● Work instructions
Return only the line containing "Target: black ribbed fabric" and each line after it, exactly as written, through the end of the records.

● Exercise materials

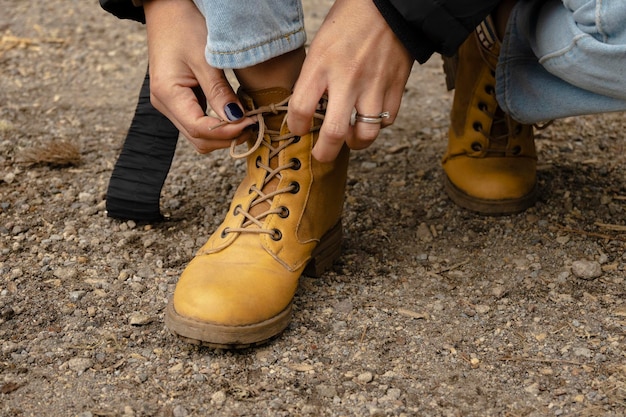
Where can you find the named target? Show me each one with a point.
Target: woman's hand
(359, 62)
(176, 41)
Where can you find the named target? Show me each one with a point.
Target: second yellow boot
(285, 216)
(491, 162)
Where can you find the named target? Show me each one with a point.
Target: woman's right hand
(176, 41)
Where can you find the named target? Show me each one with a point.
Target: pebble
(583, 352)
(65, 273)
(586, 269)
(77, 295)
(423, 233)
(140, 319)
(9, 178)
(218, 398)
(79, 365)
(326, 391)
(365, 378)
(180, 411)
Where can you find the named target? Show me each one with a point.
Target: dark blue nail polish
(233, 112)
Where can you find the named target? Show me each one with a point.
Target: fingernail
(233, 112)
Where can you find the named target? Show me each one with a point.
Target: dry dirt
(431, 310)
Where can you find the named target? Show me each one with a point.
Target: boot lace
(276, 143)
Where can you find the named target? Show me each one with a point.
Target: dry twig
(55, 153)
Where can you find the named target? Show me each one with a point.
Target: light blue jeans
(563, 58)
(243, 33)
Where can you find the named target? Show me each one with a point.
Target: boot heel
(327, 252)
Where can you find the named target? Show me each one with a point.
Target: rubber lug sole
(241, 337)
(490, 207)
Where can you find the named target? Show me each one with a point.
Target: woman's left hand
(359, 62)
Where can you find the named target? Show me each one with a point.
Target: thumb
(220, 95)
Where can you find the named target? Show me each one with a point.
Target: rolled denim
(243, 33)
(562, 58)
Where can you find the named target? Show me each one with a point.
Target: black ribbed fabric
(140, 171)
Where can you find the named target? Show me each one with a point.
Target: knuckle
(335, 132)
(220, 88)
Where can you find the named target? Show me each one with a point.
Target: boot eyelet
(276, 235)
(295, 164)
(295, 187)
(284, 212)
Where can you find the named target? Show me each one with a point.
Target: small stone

● Expected output
Target: black ribbed fabric
(140, 171)
Where can you find the named target? Show me each one with a point.
Target: knuckle
(335, 132)
(220, 88)
Where can you find the named target? Show me each one with a point.
Target: boot eyelet
(276, 235)
(295, 164)
(295, 187)
(284, 212)
Where can you find the named target? Show me each one with a point.
Target: small stone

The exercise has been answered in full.